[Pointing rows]
+===+

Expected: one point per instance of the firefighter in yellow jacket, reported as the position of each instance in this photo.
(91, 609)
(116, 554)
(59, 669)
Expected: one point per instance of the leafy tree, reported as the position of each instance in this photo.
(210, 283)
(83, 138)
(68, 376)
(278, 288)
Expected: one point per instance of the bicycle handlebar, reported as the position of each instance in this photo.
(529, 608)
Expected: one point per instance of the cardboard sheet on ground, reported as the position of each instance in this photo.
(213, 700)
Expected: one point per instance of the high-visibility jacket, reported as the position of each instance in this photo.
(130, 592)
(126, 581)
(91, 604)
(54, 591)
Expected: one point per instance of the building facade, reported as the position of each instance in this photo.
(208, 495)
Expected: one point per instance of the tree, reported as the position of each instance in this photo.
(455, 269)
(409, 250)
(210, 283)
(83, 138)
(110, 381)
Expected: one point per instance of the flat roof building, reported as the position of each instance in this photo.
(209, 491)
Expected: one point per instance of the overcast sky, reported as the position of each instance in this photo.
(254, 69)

+===+

Your instructions:
Copy out every line of the rows above, requests included, and scale each coordinate in the answers by 0.65, rounding to the nearest whole number with halves rounded up.

Result of the task:
Expected: one point per instance of the firefighter in yellow jacket, reported as the position of each instance in this photo.
(59, 396)
(75, 360)
(38, 435)
Expected: one point per instance of the leafy tree, reported as the position of each instance in this photo.
(137, 184)
(54, 90)
(44, 244)
(181, 187)
Expected: one point per instance of the bicycle handlebar, reported as the position of each instance in this photo.
(344, 395)
Expected: one point per instance of the cardboard sheet on ground, reported as the position of each instance in this photo.
(138, 455)
Expected: one point per instance of the high-visibility jacket, reported as the position of each instance in this photo.
(85, 385)
(82, 378)
(59, 393)
(35, 384)
Expected: one point per instance of the building facade, reported as the position of each instance in this photo.
(135, 322)
Expected: one point per instance of the tree, reported as the position of each instance in this photo.
(296, 175)
(266, 163)
(137, 184)
(54, 90)
(72, 248)
Expected: one point per instance of the flat roof building, reported as the position of each instance in this photo.
(136, 319)
Expected: one point per instance of the overcast sky, reported as the position of each instance in this photo.
(165, 45)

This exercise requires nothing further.